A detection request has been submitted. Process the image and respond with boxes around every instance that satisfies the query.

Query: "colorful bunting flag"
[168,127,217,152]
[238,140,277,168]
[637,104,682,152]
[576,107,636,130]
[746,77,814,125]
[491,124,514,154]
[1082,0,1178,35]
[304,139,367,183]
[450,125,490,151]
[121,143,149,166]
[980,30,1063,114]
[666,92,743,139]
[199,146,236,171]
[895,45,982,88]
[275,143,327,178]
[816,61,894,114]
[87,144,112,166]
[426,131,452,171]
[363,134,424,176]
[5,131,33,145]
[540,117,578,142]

• _Exercise directions_
Repeat the data. Leave nothing out and change nothing.

• _Exercise solution_
A detection request has been submitted. Process the image and respond with boxes around every instance that satisfies the query.

Query: "colorful bunting flag"
[168,127,217,152]
[238,140,277,168]
[637,104,682,152]
[576,107,636,130]
[746,77,814,125]
[491,124,514,154]
[1082,0,1178,35]
[304,139,367,183]
[450,125,490,151]
[121,143,149,166]
[980,30,1063,114]
[666,92,743,139]
[199,146,236,171]
[895,45,982,88]
[275,143,327,178]
[816,61,894,114]
[87,144,112,166]
[426,131,452,171]
[363,134,424,176]
[5,131,33,145]
[540,117,578,142]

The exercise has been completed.